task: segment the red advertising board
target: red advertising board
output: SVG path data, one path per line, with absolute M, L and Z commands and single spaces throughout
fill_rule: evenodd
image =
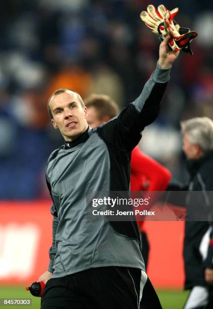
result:
M 52 216 L 49 201 L 0 202 L 0 284 L 28 284 L 48 264 Z M 184 223 L 147 222 L 148 275 L 155 287 L 182 288 Z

------------------------------

- [What the exercise asks] Convert the items above into a numbered list of their lines. Leave out any blank lines and the pictures.

- [The result]
1. task: segment the red advertising board
2. target: red advertising board
3. output: SVG path data, one path per line, with absolute M, L and Z commands and single spaces throughout
4. fill_rule: evenodd
5. image =
6. result:
7. M 52 216 L 49 201 L 0 202 L 0 284 L 28 284 L 48 264 Z M 184 223 L 147 222 L 148 275 L 155 287 L 182 288 Z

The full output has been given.